▸ Goal of the exercise:
Please set down word for word every line from the one holding "Write the high-resolution, pixel-accurate" to the end of the data below, both included.

Stored items
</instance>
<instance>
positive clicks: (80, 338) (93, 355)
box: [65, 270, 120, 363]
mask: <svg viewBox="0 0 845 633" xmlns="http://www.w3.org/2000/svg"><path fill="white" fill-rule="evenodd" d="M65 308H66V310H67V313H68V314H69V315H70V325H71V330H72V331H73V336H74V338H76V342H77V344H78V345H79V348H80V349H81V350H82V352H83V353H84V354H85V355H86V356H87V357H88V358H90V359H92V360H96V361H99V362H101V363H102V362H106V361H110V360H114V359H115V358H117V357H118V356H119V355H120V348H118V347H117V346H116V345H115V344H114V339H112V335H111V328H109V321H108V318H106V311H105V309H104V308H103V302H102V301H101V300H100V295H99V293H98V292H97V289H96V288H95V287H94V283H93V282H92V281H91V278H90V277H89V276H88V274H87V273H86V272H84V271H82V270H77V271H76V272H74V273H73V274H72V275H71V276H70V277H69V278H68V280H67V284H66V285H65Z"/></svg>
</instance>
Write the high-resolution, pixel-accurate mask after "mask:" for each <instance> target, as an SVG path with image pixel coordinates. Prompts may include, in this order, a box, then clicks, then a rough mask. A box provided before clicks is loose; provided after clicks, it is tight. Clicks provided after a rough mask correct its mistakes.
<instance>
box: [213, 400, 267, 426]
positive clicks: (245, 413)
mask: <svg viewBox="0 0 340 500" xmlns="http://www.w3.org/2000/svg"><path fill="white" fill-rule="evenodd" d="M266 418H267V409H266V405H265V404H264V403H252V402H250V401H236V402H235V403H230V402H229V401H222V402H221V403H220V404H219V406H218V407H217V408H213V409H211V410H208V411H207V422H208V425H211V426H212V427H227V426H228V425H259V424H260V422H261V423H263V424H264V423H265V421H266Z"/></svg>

▸ Written answer:
Write the high-resolution, pixel-accurate mask after "mask:" for each <instance> target, as an SVG path with image pixel coordinates. Prompts may include, in this order, a box, then clicks, then a rough mask. A box provided before clicks is loose; provided after clicks, it is tight. Clicks provided after a rough mask correct its mistakes.
<instance>
box: [213, 400, 267, 426]
positive clicks: (245, 413)
mask: <svg viewBox="0 0 340 500" xmlns="http://www.w3.org/2000/svg"><path fill="white" fill-rule="evenodd" d="M266 418H267V409H266V405H265V404H264V403H252V402H250V401H236V402H235V403H230V402H229V401H222V402H221V403H220V404H219V406H218V407H217V408H213V409H211V410H208V411H207V422H208V425H211V426H212V427H227V426H228V425H259V424H260V422H261V423H263V424H264V423H265V421H266Z"/></svg>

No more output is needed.